» **Excerpt**
□ □ □

4.  Termination for Good Reason. For purposes of this Agreement, "Good
    ---------------------------
Reason" shall mean a material reduction in your compensation or/and
employee benefits; material reduction in your job responsibilities or
position; or relocation of your work location by more than fifty (50)
miles.

5.  Non-Compete.   In consideration of the agreements set forth above, you
    ------------
agree to the following:

                   A.  You agree not to engage in any "Competitive Activity"
during a period of one-year following the termination of your employment or your
voluntary resignation from employment. For purposes of this Agreement,
Competitive Activity shall mean (i) the provision of services similar to those
provided by the Company, other than on the Company's behalf, to any Client for
whom the Company performed substantial services during the two-year period
immediately preceding the termination of your employment or your voluntary
resignation; (ii) the solicitation or inducement of any employee to leave the
employ of the Company or the hiring of any such employee; or (iii) the request
or advisement to any Client of the Company to withdraw, curtail or cancel its
business with the Company.

□ □ □

» **Problems and tasks**
A: Rewrite the stretch of the employment agreement excerpt from "during a period" through "with the Company.", swapping "Client" for "Customer".
B: Pick up the employment agreement's non-compete clause right after its last sentence and write the next part.

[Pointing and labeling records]
□ □ □

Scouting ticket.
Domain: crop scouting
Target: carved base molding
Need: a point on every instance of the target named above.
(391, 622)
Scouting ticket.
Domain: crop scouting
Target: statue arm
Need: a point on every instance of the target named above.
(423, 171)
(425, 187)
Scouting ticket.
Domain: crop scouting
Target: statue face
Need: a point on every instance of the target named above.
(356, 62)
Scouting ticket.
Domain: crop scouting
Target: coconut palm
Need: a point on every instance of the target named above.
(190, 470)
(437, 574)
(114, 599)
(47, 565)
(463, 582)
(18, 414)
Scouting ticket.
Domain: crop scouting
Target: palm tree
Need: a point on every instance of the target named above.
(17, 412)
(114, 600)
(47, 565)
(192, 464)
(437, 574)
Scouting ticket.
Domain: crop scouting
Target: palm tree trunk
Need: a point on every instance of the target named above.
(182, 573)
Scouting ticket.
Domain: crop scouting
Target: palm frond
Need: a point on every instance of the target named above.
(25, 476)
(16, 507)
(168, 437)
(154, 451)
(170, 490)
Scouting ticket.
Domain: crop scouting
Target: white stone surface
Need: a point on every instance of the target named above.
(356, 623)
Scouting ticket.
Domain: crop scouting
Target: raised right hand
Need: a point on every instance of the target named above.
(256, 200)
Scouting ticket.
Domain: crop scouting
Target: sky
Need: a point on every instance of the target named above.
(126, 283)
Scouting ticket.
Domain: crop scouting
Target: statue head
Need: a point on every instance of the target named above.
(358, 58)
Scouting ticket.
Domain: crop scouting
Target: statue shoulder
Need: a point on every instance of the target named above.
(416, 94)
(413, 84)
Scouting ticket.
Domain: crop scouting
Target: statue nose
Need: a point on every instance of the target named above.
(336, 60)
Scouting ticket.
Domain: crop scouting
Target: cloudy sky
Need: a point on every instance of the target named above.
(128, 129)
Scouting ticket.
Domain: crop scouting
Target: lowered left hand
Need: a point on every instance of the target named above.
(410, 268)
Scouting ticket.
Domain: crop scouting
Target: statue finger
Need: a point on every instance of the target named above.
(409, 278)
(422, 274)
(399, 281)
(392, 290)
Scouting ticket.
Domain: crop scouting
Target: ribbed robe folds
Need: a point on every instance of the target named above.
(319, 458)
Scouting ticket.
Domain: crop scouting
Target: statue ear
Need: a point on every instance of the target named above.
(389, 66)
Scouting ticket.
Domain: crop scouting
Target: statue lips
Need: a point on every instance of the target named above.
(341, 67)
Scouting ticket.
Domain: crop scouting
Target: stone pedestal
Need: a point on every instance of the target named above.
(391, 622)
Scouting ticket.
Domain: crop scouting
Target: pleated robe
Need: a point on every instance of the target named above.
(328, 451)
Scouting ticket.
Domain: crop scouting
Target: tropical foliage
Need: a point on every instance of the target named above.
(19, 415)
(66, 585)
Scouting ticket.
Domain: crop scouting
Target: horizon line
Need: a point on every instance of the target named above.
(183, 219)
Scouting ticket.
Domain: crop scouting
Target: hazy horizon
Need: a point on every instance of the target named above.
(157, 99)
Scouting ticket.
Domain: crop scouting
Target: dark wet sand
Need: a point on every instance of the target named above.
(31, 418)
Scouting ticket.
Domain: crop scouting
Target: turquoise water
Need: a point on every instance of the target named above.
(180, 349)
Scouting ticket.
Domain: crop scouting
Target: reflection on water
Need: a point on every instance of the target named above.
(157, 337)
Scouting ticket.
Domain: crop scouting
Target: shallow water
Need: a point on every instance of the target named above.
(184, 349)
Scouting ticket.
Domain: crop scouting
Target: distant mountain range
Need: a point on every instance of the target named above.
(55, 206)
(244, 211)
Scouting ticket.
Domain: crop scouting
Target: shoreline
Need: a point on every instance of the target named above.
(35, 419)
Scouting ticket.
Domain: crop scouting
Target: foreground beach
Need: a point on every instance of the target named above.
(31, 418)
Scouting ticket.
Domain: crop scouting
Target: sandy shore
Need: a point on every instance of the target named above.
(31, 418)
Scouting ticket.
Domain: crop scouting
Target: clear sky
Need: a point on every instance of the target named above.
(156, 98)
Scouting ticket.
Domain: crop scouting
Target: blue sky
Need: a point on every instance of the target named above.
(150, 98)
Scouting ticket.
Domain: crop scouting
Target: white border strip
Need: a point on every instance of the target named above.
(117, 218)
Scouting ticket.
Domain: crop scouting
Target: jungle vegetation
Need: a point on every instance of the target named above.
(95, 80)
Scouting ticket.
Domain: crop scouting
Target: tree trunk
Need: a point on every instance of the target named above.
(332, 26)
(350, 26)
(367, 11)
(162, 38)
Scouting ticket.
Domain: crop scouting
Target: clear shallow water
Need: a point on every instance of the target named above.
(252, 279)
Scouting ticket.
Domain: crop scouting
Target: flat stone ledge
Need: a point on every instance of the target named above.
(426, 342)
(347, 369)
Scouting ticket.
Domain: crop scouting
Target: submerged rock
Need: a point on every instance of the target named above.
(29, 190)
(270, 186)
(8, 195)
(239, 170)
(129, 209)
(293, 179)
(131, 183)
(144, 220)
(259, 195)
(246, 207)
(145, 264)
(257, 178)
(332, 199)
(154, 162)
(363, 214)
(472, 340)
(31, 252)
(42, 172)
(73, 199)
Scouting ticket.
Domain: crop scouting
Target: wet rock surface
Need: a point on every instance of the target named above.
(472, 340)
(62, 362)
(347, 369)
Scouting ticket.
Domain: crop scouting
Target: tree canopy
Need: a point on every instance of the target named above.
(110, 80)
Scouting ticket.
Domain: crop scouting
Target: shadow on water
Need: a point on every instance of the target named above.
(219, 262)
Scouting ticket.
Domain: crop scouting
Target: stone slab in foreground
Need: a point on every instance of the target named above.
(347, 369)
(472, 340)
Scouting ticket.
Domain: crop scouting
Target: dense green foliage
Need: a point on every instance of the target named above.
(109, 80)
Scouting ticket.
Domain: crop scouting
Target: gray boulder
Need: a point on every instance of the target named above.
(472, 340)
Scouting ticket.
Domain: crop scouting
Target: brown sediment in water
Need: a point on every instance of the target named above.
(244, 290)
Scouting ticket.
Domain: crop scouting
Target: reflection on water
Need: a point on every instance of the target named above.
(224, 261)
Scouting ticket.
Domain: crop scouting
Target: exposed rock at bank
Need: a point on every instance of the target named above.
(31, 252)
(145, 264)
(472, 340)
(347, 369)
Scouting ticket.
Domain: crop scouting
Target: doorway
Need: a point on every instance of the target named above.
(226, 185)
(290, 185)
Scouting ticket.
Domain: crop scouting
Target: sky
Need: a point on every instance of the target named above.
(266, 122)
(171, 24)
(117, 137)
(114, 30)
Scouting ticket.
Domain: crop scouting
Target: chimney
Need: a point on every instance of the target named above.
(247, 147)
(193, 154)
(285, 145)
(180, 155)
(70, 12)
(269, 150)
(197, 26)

□ □ □

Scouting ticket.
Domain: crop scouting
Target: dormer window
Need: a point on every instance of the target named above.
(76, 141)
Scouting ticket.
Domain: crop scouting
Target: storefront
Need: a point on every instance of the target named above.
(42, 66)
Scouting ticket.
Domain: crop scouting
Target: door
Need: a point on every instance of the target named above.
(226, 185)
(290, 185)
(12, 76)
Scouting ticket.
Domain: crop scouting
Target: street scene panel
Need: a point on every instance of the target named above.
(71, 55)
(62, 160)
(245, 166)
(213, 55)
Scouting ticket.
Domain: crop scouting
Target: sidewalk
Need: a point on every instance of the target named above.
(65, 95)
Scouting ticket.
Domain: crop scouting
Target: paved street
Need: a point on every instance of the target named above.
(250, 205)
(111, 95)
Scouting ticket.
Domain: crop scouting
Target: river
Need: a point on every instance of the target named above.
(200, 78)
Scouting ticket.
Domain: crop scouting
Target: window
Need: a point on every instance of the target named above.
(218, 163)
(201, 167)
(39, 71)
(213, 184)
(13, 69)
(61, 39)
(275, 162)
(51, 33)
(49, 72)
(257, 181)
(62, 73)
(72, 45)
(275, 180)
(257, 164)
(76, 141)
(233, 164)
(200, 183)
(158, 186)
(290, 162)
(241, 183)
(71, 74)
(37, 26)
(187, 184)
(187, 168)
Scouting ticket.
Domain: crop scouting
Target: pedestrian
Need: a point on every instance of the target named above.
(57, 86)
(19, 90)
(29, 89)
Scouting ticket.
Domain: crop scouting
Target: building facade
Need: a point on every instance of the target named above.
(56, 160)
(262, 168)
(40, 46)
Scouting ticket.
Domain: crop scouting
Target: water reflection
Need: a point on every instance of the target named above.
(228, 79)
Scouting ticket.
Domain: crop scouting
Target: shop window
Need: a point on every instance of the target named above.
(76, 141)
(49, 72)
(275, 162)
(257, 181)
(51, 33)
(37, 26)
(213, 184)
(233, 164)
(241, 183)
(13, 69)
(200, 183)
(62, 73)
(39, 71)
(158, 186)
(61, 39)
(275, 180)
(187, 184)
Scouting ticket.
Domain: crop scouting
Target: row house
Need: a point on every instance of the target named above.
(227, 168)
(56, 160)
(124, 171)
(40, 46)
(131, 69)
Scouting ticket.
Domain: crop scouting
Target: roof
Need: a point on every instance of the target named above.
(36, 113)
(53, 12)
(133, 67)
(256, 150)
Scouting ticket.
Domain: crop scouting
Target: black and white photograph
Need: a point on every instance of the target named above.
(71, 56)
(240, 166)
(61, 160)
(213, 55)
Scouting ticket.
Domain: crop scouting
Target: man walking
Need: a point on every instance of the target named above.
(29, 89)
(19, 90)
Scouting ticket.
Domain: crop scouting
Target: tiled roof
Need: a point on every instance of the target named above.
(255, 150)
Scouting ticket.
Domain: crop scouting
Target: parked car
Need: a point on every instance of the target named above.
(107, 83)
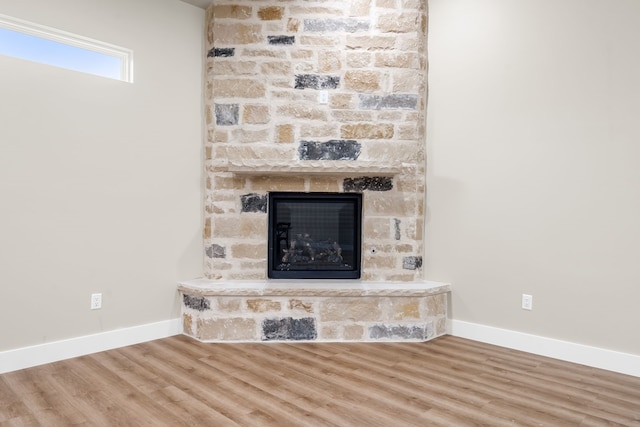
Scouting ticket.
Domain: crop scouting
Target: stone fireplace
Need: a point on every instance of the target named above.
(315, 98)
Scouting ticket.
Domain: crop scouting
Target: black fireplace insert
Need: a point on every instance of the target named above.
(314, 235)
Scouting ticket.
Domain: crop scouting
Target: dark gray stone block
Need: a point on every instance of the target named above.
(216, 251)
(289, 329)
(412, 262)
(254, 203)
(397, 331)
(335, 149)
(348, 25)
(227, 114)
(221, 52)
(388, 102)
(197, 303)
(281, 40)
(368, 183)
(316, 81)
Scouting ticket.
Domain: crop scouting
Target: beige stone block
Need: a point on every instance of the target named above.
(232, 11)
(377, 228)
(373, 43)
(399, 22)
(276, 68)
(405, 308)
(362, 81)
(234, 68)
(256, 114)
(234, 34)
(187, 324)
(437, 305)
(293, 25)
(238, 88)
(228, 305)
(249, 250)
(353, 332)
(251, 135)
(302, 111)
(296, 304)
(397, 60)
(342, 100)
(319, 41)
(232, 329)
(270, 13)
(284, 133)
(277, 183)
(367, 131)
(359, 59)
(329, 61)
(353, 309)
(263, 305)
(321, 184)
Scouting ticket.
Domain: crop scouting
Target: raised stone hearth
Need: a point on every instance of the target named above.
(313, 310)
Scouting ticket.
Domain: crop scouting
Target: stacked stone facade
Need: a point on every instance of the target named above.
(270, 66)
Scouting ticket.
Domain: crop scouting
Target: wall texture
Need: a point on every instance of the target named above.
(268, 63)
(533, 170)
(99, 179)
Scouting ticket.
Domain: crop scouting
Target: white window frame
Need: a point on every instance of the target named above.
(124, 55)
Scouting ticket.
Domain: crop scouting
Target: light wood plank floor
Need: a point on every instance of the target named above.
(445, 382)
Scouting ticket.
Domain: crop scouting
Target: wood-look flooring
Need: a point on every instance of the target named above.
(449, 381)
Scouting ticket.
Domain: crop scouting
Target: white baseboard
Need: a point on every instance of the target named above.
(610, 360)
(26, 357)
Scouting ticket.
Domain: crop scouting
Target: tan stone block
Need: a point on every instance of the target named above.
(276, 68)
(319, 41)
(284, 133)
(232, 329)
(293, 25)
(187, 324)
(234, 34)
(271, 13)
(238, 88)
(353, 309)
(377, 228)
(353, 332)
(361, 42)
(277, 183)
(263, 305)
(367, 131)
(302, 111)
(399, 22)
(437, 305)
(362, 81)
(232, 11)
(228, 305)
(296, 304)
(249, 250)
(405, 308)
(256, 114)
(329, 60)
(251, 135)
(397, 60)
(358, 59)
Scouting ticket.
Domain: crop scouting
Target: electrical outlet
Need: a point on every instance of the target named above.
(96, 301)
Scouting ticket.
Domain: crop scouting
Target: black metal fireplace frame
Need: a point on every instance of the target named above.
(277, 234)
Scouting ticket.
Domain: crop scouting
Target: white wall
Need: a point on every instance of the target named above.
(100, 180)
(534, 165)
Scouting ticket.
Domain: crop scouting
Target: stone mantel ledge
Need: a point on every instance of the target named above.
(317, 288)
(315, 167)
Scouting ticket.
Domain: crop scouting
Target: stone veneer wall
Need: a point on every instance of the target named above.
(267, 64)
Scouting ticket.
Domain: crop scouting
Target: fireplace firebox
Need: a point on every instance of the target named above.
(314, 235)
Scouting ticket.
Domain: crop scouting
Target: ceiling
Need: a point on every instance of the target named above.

□ □ □

» **Responses in order**
A:
during a period of one-year following the termination of your employment or your
voluntary resignation from employment. For purposes of this Agreement,
Competitive Activity shall mean (i) the provision of services similar to those
provided by the Company, other than on the Company's behalf, to any Customer for
whom the Company performed substantial services during the two-year period
immediately preceding the termination of your employment or your voluntary
resignation; (ii) the solicitation or inducement of any employee to leave the
employ of the Company or the hiring of any such employee; or (iii) the request
or advisement to any Customer of the Company to withdraw, curtail or cancel its
business with the Company.

B:
                   B.  As used in this Agreement the term "Client" shall also
include any prospective client to whom a presentation (or similar offering of
services) has been made by the Company during the one-year period immediately
preceding the termination of you employment or your voluntary resignation, in
any case in which you have had access to Confidential Information concerning
such prospective client or such presentation.

6.  Other Agreements. Except as specifically stated herein, all other terms
    ----------------
and conditions of prior written agreements regarding the subject of your
employment, including that certain letter dated October 18, 1999, shall remain
in full force and effect. Kindly indicate your agreement to the foregoing by
signing in the space provided below.

                                    Very truly yours,
                                    MODEM MEDIA . POPPE TYSON, INC.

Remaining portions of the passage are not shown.